§ The task
Leave the pictures out and reproduce, exactly, the lines from the one with "Target: dark water" through the end of the entries below.
[[ Records for this task open ]]
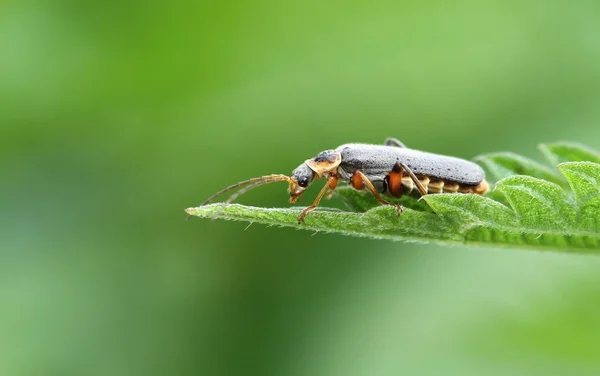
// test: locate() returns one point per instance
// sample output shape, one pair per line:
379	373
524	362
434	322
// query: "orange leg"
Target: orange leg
331	185
360	180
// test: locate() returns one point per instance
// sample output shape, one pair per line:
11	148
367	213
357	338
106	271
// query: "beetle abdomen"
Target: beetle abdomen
433	186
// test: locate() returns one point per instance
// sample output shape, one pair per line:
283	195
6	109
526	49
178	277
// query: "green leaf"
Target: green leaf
569	152
535	210
538	204
502	165
584	179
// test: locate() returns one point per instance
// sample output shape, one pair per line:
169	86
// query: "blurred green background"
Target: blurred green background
117	115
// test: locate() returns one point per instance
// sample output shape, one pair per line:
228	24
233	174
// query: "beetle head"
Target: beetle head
323	164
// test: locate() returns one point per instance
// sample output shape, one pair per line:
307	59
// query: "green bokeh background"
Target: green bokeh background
117	115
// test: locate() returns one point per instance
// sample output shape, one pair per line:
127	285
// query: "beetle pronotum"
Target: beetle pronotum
390	169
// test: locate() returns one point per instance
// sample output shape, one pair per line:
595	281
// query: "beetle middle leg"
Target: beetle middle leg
331	185
394	180
360	181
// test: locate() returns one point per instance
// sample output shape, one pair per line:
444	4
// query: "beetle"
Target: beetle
390	169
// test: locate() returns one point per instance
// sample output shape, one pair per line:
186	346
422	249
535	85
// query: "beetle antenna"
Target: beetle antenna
255	182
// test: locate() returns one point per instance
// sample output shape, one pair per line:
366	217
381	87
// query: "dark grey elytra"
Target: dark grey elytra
378	159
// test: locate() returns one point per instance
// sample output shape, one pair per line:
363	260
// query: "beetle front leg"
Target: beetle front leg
332	182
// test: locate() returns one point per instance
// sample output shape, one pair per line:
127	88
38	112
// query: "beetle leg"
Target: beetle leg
359	177
391	141
332	181
413	177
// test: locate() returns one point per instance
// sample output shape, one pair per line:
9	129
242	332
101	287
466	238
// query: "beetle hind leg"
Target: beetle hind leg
391	141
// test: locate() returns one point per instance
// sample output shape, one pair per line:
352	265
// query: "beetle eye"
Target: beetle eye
303	182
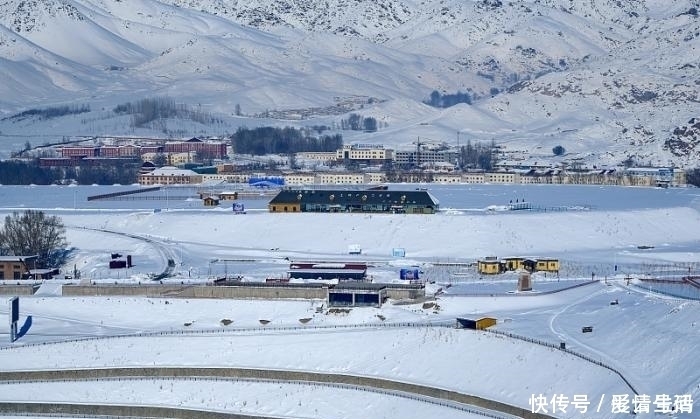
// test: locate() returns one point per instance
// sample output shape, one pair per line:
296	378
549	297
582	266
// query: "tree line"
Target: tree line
438	100
357	122
477	156
288	140
34	233
146	111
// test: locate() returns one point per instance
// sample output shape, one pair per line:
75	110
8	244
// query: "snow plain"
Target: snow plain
648	337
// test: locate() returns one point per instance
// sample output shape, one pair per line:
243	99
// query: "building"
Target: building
356	294
211	201
547	265
204	149
476	324
426	157
489	266
513	263
169	175
79	151
16	267
325	270
364	200
365	153
320	156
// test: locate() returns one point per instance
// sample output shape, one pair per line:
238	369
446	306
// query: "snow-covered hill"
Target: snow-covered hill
607	80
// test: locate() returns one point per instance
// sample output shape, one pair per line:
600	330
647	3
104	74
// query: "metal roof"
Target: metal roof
365	196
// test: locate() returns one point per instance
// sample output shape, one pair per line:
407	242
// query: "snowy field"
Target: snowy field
649	338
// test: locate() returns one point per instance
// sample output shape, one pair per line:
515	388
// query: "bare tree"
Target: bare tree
34	233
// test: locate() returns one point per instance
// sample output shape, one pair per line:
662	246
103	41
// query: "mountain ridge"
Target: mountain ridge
607	80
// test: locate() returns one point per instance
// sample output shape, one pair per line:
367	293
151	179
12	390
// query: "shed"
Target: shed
211	201
524	282
476	324
547	265
356	294
361	200
513	263
488	266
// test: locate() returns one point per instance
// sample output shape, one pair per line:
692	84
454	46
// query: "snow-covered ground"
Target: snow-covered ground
649	338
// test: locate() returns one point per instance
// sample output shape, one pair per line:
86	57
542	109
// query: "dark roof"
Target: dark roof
355	285
342	196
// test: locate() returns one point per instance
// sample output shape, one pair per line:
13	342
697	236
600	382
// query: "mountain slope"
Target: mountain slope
607	80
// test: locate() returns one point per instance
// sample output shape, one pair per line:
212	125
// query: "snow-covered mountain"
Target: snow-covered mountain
608	80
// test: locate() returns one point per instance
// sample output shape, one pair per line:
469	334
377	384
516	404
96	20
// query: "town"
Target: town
202	161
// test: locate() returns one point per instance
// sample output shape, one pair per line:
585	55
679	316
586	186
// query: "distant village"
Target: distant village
198	161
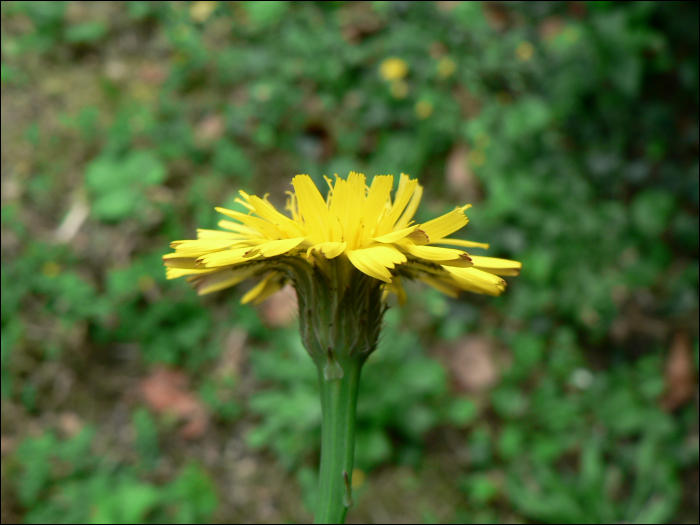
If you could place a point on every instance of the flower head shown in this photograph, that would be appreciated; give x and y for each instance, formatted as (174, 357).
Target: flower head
(354, 229)
(393, 69)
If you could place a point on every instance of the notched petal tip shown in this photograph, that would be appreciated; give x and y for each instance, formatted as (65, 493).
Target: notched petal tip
(419, 237)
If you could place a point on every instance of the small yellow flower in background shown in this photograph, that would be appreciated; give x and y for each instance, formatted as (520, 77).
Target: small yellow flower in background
(393, 69)
(399, 89)
(362, 227)
(524, 51)
(446, 67)
(424, 109)
(201, 11)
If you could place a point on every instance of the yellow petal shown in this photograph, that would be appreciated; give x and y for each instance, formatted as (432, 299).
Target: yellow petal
(218, 234)
(477, 280)
(375, 204)
(445, 225)
(238, 228)
(403, 195)
(273, 248)
(446, 286)
(265, 228)
(395, 236)
(397, 288)
(330, 250)
(218, 280)
(225, 258)
(202, 246)
(410, 210)
(312, 207)
(375, 260)
(435, 253)
(497, 266)
(174, 273)
(175, 260)
(268, 212)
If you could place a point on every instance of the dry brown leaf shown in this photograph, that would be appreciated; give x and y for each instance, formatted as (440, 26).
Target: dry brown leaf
(70, 424)
(680, 372)
(472, 364)
(165, 391)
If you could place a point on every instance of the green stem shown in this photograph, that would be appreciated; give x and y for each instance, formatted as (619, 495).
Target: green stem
(338, 404)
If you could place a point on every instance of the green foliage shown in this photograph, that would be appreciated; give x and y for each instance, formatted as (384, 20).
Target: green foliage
(61, 481)
(118, 183)
(571, 127)
(401, 392)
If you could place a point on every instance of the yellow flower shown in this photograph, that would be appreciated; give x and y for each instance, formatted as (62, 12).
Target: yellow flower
(424, 109)
(360, 228)
(393, 69)
(524, 51)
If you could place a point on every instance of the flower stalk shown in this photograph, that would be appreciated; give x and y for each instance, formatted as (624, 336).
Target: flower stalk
(338, 405)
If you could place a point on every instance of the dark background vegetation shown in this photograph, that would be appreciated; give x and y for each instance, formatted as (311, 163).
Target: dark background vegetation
(571, 126)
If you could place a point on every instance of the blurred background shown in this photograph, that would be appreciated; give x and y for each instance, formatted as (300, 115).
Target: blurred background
(572, 127)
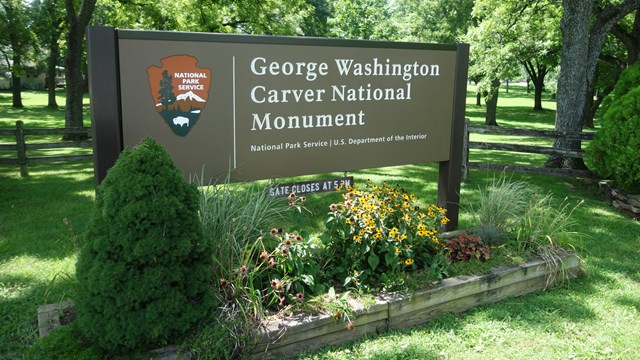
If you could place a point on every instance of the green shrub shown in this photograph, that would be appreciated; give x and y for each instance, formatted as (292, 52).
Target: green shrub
(614, 151)
(144, 273)
(377, 234)
(500, 203)
(277, 269)
(233, 215)
(629, 80)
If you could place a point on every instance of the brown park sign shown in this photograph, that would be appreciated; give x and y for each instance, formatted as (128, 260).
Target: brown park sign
(268, 107)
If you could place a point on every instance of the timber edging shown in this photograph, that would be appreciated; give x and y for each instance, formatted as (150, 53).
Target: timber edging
(286, 337)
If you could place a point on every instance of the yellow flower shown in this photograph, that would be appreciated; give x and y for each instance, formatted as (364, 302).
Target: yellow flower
(393, 232)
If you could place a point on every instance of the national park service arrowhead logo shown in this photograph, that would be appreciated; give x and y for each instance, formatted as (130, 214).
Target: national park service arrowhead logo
(180, 90)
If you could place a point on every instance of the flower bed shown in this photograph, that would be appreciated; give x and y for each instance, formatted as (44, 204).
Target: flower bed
(289, 336)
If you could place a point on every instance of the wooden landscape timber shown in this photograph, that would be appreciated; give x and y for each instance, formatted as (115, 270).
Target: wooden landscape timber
(627, 203)
(287, 337)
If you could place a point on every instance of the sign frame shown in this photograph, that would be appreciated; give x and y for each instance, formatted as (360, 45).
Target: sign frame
(106, 102)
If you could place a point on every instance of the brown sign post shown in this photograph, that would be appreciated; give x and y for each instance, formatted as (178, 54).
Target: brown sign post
(267, 107)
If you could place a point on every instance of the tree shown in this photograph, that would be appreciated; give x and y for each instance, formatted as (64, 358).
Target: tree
(620, 50)
(316, 22)
(16, 39)
(77, 21)
(167, 97)
(434, 21)
(512, 32)
(491, 56)
(362, 19)
(584, 31)
(49, 24)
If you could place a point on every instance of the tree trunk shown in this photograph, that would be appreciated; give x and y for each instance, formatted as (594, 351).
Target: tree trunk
(572, 79)
(581, 47)
(16, 81)
(16, 87)
(54, 52)
(492, 103)
(73, 64)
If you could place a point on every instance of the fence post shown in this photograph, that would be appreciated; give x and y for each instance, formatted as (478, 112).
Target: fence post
(465, 150)
(22, 148)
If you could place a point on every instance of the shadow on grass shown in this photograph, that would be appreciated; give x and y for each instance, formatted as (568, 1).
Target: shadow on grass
(22, 295)
(513, 116)
(34, 209)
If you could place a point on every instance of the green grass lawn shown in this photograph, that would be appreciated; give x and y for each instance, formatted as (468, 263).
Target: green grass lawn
(594, 317)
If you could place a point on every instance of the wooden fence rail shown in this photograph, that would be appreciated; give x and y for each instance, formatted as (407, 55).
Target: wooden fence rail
(495, 130)
(21, 147)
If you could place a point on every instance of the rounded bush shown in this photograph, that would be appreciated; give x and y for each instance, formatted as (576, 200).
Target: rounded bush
(144, 272)
(614, 151)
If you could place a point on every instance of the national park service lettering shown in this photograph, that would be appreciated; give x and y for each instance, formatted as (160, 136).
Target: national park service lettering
(180, 90)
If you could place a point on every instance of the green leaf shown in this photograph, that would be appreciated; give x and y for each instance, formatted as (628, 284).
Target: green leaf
(307, 279)
(373, 261)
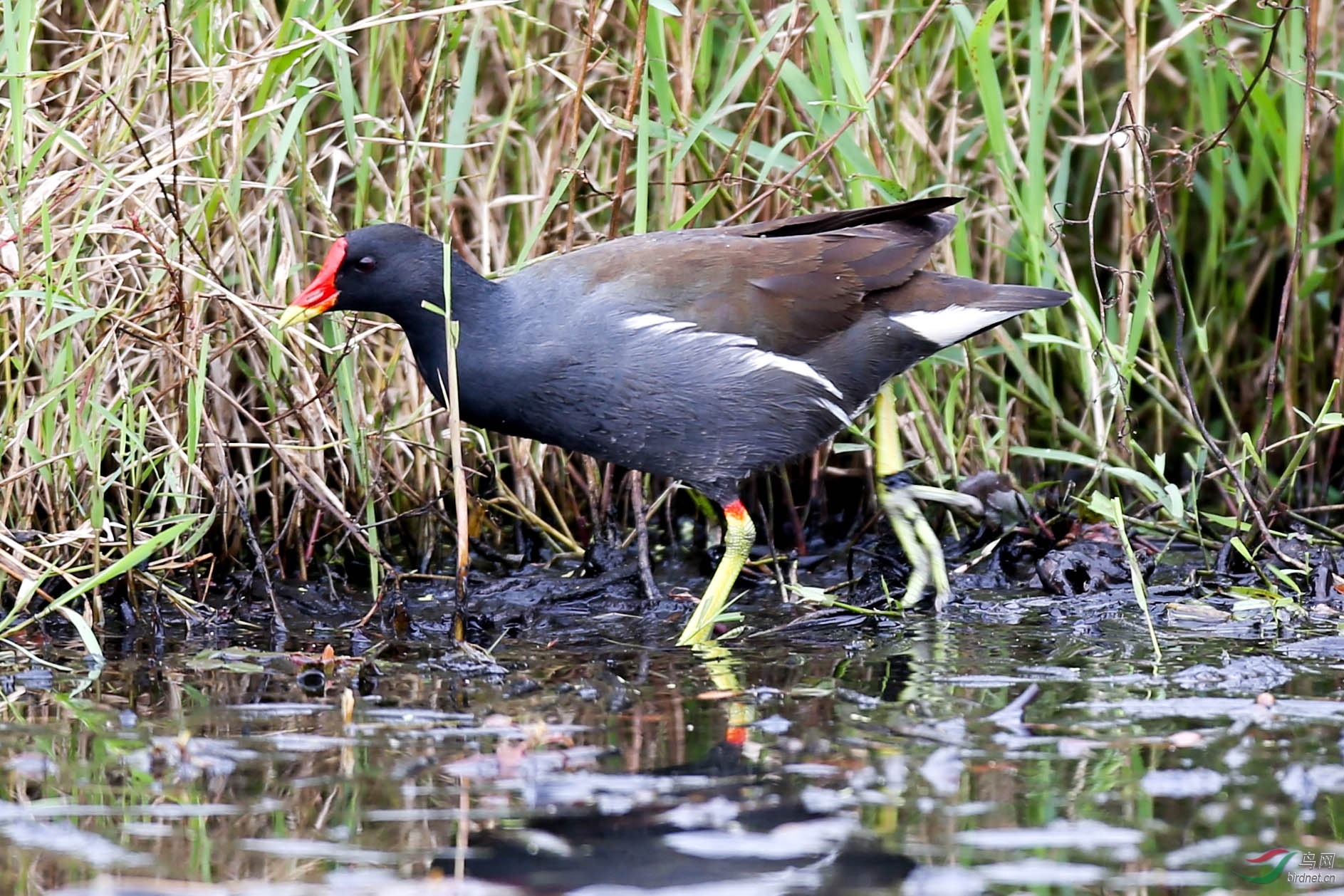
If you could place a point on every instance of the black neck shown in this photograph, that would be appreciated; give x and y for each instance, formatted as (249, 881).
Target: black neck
(422, 321)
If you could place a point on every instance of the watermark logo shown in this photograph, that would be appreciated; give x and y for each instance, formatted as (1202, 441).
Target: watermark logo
(1272, 871)
(1309, 867)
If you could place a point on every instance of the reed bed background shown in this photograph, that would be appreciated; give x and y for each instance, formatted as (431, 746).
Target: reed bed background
(172, 174)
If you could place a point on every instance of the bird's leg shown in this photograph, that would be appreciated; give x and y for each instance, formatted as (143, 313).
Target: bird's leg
(642, 538)
(918, 539)
(738, 538)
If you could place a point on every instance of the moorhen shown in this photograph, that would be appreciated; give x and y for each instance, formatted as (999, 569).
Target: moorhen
(703, 355)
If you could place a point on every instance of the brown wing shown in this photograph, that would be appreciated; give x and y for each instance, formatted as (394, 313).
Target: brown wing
(789, 283)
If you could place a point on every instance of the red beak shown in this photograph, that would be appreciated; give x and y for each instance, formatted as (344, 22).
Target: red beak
(321, 293)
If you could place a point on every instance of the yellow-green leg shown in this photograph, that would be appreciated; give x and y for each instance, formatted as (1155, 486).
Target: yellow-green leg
(738, 538)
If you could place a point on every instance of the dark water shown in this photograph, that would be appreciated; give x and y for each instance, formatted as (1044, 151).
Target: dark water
(860, 758)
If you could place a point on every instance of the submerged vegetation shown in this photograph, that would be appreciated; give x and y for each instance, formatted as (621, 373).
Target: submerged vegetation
(172, 172)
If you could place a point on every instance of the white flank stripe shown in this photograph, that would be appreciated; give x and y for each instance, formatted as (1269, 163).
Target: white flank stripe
(952, 324)
(793, 365)
(835, 409)
(656, 323)
(754, 358)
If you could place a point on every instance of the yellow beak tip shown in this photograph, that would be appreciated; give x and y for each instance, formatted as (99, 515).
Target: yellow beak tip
(296, 315)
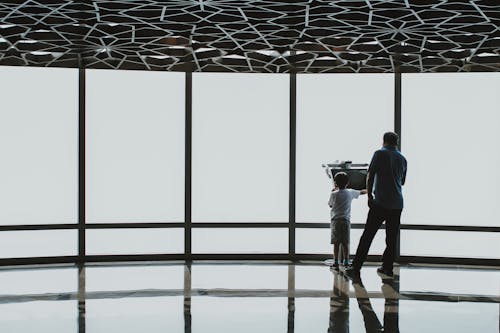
[[ Records for this task closed ]]
§ Solution to this problem
Target: dark water
(860, 758)
If you could place a point on every instance of the submerged vegetation shown in this photograph, that would be appreciated; give x and y for each instance, formatted as (621, 373).
Target: submerged vegetation
(172, 172)
If you could place a point on every instance of the white flank stripe shown in this photograph, that would be appreciated; give x and y for each instance, formatted as (1269, 163).
Target: white flank stripe
(952, 324)
(793, 365)
(835, 409)
(656, 323)
(754, 358)
If you could place a point on every instance of the yellow beak tip shown in this photograph, that would be appreciated; give x and y for each instance, formatted as (99, 515).
Target: yellow beak tip
(296, 315)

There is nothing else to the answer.